Raw data:
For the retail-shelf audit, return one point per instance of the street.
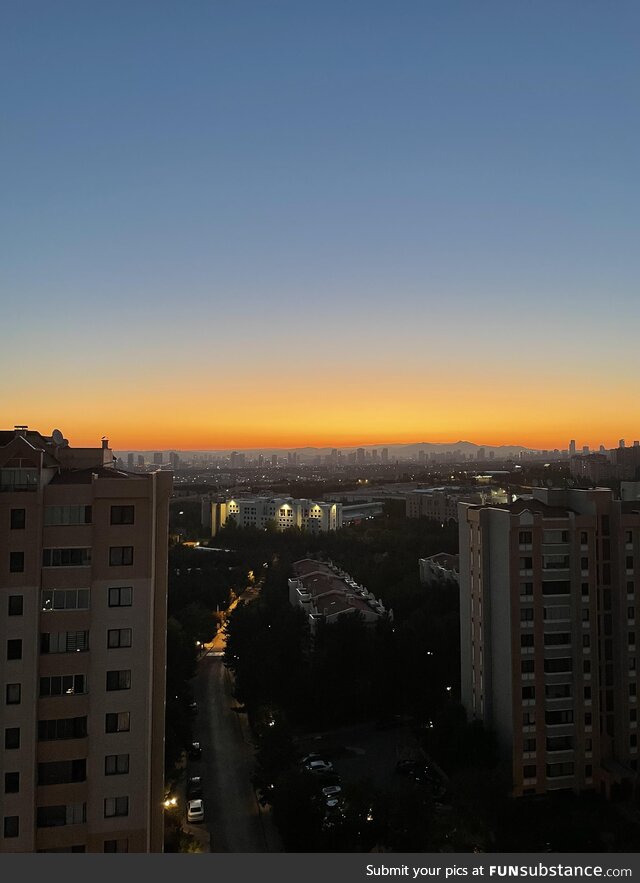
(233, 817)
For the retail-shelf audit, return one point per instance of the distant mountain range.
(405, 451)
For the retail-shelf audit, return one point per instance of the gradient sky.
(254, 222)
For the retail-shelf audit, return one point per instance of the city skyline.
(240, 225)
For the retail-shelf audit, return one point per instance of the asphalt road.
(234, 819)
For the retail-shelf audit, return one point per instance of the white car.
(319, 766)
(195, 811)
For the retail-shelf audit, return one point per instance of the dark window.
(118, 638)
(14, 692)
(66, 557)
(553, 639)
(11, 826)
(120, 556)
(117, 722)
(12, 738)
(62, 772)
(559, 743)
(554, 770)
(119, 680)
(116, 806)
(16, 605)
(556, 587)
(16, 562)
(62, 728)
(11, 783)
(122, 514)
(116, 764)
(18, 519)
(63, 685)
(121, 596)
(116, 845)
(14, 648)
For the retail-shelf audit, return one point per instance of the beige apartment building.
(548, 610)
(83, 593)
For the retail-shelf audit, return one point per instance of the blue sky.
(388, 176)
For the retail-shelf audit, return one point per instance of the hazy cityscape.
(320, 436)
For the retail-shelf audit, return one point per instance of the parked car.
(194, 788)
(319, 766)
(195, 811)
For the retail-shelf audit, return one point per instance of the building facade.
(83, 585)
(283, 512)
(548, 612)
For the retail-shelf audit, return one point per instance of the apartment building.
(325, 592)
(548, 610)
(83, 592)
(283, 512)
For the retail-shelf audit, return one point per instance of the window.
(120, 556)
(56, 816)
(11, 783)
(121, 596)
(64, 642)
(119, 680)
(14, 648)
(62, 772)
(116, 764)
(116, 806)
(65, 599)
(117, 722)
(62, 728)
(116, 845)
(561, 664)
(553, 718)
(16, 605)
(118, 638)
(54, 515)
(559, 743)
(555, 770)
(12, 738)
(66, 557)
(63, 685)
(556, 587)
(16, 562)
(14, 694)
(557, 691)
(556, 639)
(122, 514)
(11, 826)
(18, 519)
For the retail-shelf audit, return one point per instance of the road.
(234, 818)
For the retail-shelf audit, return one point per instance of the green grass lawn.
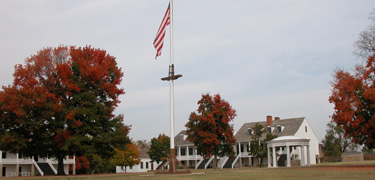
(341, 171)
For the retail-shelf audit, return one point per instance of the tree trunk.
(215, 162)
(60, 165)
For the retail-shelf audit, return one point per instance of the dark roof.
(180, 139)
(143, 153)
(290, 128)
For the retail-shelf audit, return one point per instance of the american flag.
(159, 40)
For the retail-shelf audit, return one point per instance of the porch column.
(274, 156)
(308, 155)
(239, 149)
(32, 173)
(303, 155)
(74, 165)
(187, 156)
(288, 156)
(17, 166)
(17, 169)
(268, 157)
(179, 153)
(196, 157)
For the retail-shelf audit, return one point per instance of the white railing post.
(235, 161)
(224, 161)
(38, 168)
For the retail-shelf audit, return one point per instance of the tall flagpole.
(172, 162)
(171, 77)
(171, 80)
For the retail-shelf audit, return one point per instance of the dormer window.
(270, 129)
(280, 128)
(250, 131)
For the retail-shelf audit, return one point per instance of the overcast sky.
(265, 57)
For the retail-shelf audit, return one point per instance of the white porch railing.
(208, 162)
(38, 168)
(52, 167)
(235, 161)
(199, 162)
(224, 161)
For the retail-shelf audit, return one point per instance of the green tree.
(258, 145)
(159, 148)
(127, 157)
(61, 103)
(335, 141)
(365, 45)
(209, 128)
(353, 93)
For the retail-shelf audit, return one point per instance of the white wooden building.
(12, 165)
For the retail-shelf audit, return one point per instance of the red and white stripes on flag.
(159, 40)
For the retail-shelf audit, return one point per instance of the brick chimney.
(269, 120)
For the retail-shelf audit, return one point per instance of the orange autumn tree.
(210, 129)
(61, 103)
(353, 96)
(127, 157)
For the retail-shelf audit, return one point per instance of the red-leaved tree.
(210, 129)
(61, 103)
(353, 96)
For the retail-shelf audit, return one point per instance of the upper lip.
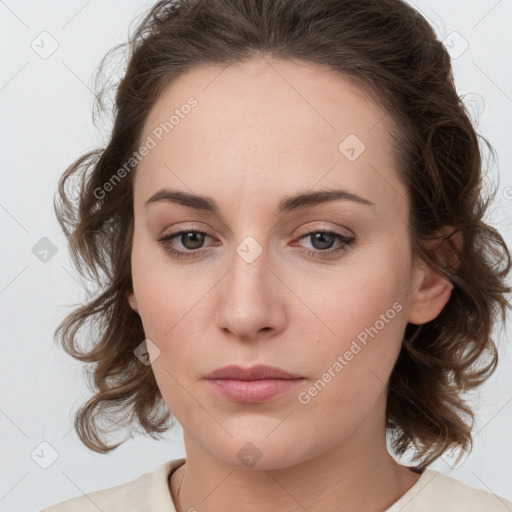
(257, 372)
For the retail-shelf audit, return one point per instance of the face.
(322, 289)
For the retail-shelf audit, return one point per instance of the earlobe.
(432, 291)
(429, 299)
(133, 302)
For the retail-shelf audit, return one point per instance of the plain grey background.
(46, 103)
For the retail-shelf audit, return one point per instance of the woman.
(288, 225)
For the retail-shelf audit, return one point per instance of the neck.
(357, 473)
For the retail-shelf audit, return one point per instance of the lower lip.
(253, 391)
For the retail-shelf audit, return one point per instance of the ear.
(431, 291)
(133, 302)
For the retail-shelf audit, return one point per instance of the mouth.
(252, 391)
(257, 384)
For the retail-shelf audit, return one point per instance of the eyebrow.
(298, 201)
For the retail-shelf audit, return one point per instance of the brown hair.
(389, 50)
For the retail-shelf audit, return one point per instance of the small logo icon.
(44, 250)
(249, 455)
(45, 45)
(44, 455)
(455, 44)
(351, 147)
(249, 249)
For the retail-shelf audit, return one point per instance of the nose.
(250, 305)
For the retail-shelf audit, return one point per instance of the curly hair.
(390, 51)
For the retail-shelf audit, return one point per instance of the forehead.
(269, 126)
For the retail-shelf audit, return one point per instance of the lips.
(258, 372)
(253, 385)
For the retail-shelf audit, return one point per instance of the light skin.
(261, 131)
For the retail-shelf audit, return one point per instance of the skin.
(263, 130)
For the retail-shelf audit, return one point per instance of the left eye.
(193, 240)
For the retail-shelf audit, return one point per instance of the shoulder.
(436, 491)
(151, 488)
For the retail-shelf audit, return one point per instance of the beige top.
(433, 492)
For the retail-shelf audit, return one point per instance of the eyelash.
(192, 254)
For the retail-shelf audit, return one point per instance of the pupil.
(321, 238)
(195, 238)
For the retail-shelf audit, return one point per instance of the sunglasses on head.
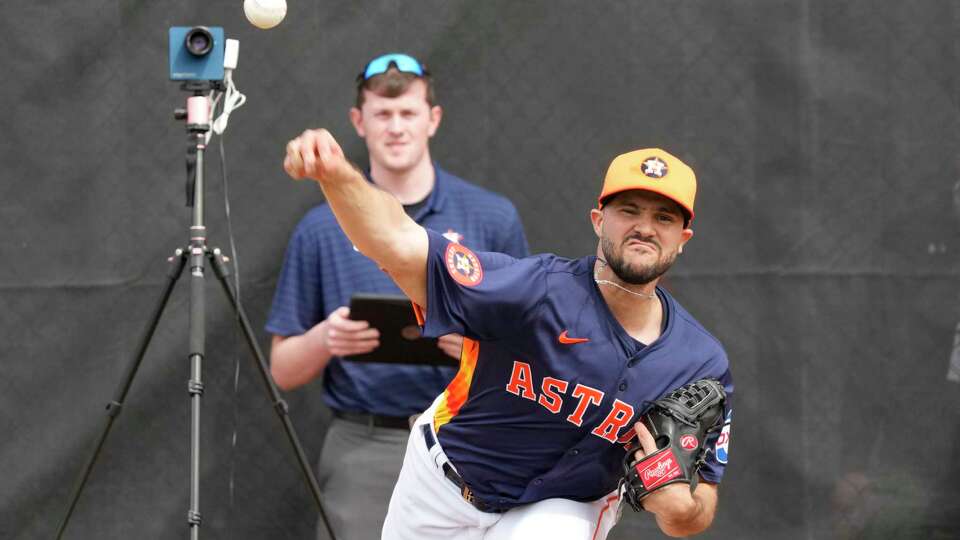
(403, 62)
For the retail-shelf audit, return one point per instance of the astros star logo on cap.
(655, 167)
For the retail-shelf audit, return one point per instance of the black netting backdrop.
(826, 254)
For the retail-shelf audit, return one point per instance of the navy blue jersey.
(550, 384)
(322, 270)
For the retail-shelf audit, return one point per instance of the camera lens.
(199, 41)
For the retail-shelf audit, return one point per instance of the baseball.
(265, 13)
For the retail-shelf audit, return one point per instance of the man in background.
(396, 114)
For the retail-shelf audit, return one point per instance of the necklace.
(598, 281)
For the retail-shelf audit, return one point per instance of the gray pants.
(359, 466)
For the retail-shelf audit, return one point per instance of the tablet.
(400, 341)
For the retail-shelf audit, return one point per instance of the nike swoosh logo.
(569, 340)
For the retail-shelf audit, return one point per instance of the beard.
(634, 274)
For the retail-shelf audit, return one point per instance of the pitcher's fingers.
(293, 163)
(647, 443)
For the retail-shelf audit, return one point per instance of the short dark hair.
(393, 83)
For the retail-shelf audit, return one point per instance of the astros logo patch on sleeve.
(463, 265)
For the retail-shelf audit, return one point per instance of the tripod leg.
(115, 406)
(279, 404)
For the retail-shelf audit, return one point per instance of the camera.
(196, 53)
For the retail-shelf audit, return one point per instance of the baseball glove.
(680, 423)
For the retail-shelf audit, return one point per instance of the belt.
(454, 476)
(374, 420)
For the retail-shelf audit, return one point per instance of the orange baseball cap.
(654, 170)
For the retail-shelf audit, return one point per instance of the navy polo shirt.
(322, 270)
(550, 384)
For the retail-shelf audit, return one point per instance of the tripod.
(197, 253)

Task statement:
Please reproduce the lines of the listing from the line with "the baseball glove." through the end of the listing, switching "navy polo shirt" to "gray polo shirt" and leaving everything else unchanged.

Expected answer:
For the retail-shelf audit, return one point per instance of the baseball glove.
(680, 423)
For the retail-shelf audit, return one point per instance of the belt.
(454, 476)
(374, 420)
For the retail-shelf audit, return one point per instance of the orange baseball cap.
(654, 170)
For the retail-shelf audit, return one point per instance of the gray polo shirt.
(322, 270)
(550, 384)
For the retail-shelf audit, return one point per instance of the tripod.
(197, 253)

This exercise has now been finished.